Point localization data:
----
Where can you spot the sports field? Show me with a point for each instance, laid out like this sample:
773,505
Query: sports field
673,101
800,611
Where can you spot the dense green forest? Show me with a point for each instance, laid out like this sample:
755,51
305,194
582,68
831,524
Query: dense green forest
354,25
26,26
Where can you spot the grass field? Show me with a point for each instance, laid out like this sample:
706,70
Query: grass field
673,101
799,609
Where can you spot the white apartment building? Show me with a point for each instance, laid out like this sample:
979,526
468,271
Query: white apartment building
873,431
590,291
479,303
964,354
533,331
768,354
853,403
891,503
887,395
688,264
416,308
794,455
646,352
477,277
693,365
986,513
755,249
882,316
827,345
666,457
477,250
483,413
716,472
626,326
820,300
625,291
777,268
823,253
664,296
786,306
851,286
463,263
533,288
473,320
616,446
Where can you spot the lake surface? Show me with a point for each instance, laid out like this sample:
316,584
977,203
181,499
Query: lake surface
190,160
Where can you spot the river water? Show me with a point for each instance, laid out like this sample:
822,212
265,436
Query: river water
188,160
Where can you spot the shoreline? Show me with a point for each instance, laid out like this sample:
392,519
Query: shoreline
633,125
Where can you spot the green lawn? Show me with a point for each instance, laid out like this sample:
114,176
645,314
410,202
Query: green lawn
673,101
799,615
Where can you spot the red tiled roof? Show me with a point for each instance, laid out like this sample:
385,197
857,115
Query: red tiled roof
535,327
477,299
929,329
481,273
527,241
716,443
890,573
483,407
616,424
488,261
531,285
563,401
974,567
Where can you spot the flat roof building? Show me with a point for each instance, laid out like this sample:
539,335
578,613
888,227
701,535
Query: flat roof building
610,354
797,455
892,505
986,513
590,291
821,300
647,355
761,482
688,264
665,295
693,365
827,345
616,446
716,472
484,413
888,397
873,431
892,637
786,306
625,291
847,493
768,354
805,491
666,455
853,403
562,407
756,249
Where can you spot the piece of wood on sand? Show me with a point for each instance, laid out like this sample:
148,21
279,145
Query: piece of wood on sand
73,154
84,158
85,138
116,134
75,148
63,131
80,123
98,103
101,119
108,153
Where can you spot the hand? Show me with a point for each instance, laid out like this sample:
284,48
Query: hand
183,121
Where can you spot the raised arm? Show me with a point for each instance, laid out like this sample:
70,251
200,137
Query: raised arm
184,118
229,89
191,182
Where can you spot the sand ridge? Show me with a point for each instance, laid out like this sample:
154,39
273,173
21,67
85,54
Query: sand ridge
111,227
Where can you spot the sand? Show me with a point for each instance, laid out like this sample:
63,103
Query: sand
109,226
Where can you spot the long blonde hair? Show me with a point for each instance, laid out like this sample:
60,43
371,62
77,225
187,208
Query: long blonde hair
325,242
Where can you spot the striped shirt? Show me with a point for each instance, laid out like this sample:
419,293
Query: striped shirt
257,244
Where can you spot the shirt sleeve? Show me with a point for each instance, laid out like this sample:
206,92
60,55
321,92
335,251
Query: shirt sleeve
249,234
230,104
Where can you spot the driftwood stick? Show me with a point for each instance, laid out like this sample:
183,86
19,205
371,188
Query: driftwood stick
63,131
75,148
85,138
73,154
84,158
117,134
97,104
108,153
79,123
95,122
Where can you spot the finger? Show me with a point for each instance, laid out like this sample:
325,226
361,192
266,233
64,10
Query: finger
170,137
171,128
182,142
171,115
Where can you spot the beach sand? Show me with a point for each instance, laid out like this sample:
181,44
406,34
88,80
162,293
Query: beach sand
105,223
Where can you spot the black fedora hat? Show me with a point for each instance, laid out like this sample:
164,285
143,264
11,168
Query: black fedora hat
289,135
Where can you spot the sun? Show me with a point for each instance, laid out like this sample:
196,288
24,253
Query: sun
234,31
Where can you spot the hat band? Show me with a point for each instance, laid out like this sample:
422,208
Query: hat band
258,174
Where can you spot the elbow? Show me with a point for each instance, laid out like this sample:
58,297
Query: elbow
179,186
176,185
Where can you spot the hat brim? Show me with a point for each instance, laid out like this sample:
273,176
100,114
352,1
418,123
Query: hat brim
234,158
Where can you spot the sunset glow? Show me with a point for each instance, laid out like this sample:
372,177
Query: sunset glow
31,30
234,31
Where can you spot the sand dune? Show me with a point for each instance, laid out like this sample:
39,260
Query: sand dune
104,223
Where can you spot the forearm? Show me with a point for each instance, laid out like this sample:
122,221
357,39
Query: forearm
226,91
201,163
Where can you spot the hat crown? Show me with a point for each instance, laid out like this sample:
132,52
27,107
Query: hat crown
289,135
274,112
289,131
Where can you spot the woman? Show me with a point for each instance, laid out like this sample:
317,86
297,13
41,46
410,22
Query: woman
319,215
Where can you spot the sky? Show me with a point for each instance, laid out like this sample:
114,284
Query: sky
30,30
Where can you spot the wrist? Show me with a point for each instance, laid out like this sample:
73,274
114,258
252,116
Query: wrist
----
# Instructions for the task
Transcribe the entries above, every line exactly as it reads.

# The completed task
Where can you spot the sports field? Show me with a point for each instance, laid out like this sample:
773,505
Query: sports field
673,101
800,611
Where can you spot the dense green forest? Show me with a point for each instance, laid out like this sample:
755,51
305,194
582,68
831,524
Query: dense green forest
354,25
26,26
Where can you spot the grass field? Show me with a point for each instance, laid out like this sample:
706,70
Query: grass field
673,101
799,609
Where can you spot the white apartment building? Show me with a point for each instance, laid out like this sample:
979,526
468,271
Query: white apartment building
873,431
590,291
479,303
964,354
533,331
768,354
853,403
891,503
887,395
688,264
416,308
794,455
646,352
477,277
693,365
986,513
755,249
882,316
827,345
666,457
477,250
483,413
716,472
626,326
820,300
625,291
777,268
823,253
664,296
786,306
851,286
463,263
533,288
473,320
616,446
Where can you spot the lake surface? Show me with a point for each instance, laid out like this sample:
316,584
977,203
181,499
Query: lake surface
190,160
Where can you spot the river water? Show me with a point for each instance, laid out like this sample:
822,212
265,436
Query: river water
188,160
Where can you spot the shoreline? Show me with a point for each instance, laid out like this sample:
392,519
Query: shoreline
633,125
Where can you spot the green lawn? Show me with a point for each instance, laid out like this sample:
114,176
645,314
410,202
Query: green lawn
673,101
799,615
Where can you spot the red tiled roof? Show me with a point for each instance, laid out like this sample:
385,197
857,115
Query: red tiled roof
535,327
477,299
929,329
481,273
527,241
716,443
890,573
483,407
616,424
488,261
531,285
563,401
974,567
Where can you spot the flat roof building? Show me with a point for each instance, laid out like this sample:
539,335
578,613
888,227
701,535
Query: flat roof building
610,354
797,455
892,505
986,513
590,291
821,300
647,355
761,482
688,264
665,295
693,365
827,345
616,446
716,472
484,413
888,397
873,431
892,637
786,306
625,291
847,493
768,354
805,491
666,455
853,403
562,407
756,249
Where can you spot the piece of wood on sand? Show me with a point for each instance, laid out like this sample:
148,21
279,145
Query: piece of wood on sand
73,154
84,158
85,138
116,134
75,148
63,131
80,123
98,103
101,119
108,153
Where can you spot the hand? Show me with a point for each instance, laid out like this sample:
284,48
Query: hand
183,121
Where can you spot the raised arm? Show me with a point for each instance, laid out like this sample:
70,251
200,137
Query: raised arm
184,118
229,89
191,182
Where can you spot the sand ridge? Show me with a point for each instance, laid out like this sample:
154,39
273,173
21,67
85,54
Query: sand ridge
111,227
Where can you spot the sand? Show me with a point for each instance, laid out like this sample:
63,103
Query: sand
109,226
Where can you spot the long blonde hair? Show me with a point for each instance, laid out like this sample:
60,43
371,62
77,225
187,208
Query: long blonde hair
325,242
Where can you spot the striped shirt? Show me with a point for each instance, laid out like this sample:
419,293
Query: striped shirt
257,244
Where can you spot the shirt sleeve? Show me with a point for each instance, laid out like this sample:
206,92
60,55
321,92
335,251
Query: shirt sleeve
249,234
230,104
Where can you spot the driftwood stick? Show me with a point for each instance, laid out like this sample:
183,86
19,205
371,188
Query: driftwood stick
63,131
75,148
85,138
73,154
84,158
117,134
97,104
108,153
79,123
95,122
Where can you spot the finger? Show me with a point for each instance, laid out like this sample:
325,226
361,192
266,233
64,10
Query: finger
170,137
171,128
182,142
171,115
Where can you spot the beach sand? Show me with a point for each instance, laid out like this sample:
181,44
406,34
88,80
162,293
Query: beach sand
105,223
Where can you spot the black fedora hat? Show me with a point for each instance, laid out like this sample:
164,285
143,264
11,168
Query: black fedora hat
289,135
Where can you spot the sun? Show me with a point for each instance, laid out like this sample:
196,288
24,253
Query: sun
234,31
Where can you spot the hat band? Show me with a point for each instance, laid out like this sample:
422,208
Query: hat band
258,174
Where can you spot the elbow? Show me with a point for each instance, laid out like this sample:
58,297
Query: elbow
179,186
176,185
Where can you spot the hat brim? Show me with a point for each instance, laid out like this sample:
273,176
100,114
352,1
418,123
Query: hat brim
234,158
Where can you spot the sunset glow? Show me with a point for each instance, laid out like this sample:
372,177
Query: sunset glow
31,30
234,31
Where can you spot the sand dune? Show me with a point for each instance, laid out like this sample:
39,260
Query: sand dune
104,223
Where can you spot the forearm? Show me with a point for each instance, laid out like this sample:
122,221
357,39
Query: forearm
226,91
201,163
Where can you spot the hat crown? Show me with a point for each instance, laid out like this sample:
132,52
27,107
Query: hat crown
289,135
274,112
289,131
Where can you spot the woman? Show me with a point for each instance, laid out like this sample:
317,86
297,13
41,46
410,22
Query: woman
319,215
Where can you spot the sky? Show me with a point for each instance, laid out like this sample:
114,284
Query: sky
30,30
Where can you spot the wrist? Show me with a point for each instance, laid out like this sample:
73,274
114,258
252,116
Query: wrist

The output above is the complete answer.